*** Opening of DATASET RECORDS ***

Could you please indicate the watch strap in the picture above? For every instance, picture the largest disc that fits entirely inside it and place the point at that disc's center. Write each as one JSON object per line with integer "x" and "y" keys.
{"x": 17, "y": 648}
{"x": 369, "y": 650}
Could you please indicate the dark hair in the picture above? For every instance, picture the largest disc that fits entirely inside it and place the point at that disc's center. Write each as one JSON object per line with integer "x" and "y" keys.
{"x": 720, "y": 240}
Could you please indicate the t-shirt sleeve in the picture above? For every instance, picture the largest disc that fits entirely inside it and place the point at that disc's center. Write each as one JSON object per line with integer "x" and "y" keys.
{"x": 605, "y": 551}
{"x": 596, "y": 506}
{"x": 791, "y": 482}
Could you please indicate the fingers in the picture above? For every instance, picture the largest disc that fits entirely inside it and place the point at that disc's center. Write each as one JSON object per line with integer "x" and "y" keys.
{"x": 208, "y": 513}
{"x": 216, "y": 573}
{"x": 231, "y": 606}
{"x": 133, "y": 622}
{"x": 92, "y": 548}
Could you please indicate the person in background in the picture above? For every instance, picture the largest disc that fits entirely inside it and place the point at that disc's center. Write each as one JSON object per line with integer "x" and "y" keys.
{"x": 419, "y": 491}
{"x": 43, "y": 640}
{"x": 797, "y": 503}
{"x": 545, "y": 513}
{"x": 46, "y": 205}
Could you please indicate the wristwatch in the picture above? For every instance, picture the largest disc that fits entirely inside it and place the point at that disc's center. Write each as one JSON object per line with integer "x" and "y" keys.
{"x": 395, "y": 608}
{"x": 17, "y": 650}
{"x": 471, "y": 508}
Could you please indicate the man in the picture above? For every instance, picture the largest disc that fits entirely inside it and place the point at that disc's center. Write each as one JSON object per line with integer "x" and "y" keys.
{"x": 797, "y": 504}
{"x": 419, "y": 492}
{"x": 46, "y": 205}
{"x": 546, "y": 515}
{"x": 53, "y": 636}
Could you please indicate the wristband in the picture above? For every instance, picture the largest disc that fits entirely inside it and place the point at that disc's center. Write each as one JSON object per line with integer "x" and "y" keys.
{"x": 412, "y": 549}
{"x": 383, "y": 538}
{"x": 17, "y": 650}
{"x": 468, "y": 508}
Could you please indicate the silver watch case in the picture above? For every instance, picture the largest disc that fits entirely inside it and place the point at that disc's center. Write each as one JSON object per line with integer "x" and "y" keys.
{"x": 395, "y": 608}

*** Close of DATASET RECORDS ***

TASK DESCRIPTION — Taking care to match every character, output all of the entries above.

WORKED SOLUTION —
Could you please indicate the watch strap in the picture above? For every instance, picture the largest disc that fits entirely inside it and place the point at that disc's center. Write each as one JSON object per line with integer "x" and "y" keys.
{"x": 17, "y": 648}
{"x": 369, "y": 650}
Could you please indicate the dark hair in the picture above? For every instance, picture the largest disc that fits entirely inside it and place the point at that disc's center. Write each as one JSON object per line with integer "x" and "y" keys.
{"x": 720, "y": 240}
Could you please indicate the t-shirt sleeve in the picture above? For every instance, picture the largest disc that fits entirely inside it and place the point at that disc's center. Write each as one JSON object per line with integer "x" and "y" keys.
{"x": 605, "y": 551}
{"x": 596, "y": 506}
{"x": 791, "y": 482}
Could you please indicate the fingers in the picture above? For every instance, picture the largest disc that fits entirely inside it and place the point at that disc's center. Write each as one JSON object per line with integer "x" and "y" keys.
{"x": 208, "y": 513}
{"x": 216, "y": 573}
{"x": 231, "y": 606}
{"x": 133, "y": 622}
{"x": 92, "y": 548}
Could you please indicate the person in background in the picture above? For every instance, picture the largest disc that fits entirely inside it and place the point at that disc's center. Write each as one JSON object per line with integer "x" and "y" keys.
{"x": 419, "y": 491}
{"x": 43, "y": 640}
{"x": 797, "y": 503}
{"x": 545, "y": 513}
{"x": 46, "y": 205}
Could you please indicate the wristwatch in the picture above? For every instance, picture the largest disc that fits entirely inside it and place the point at that disc's center. Write each as one JSON object per line with integer "x" and "y" keys.
{"x": 395, "y": 608}
{"x": 17, "y": 650}
{"x": 471, "y": 508}
Could you please indicate the man in the picture above? For every instance, picture the largest disc that fits entirely inside it and place the point at that disc's center. Write each as one JSON object per line with integer "x" and "y" keys.
{"x": 797, "y": 504}
{"x": 419, "y": 492}
{"x": 46, "y": 205}
{"x": 546, "y": 515}
{"x": 53, "y": 636}
Could you please indicate the wristband in the picture above? For every instance, picture the largest disc that fits entirely inside it and place the point at that disc's center. Write each as one JSON object per line with integer "x" and "y" keys.
{"x": 412, "y": 549}
{"x": 383, "y": 538}
{"x": 17, "y": 650}
{"x": 468, "y": 508}
Could you please indicate the silver watch case in the picture above? For every instance, picture the largest disc that fits entirely inside it and place the point at that disc's center. Write each as one JSON object per line with integer "x" and "y" keys.
{"x": 395, "y": 608}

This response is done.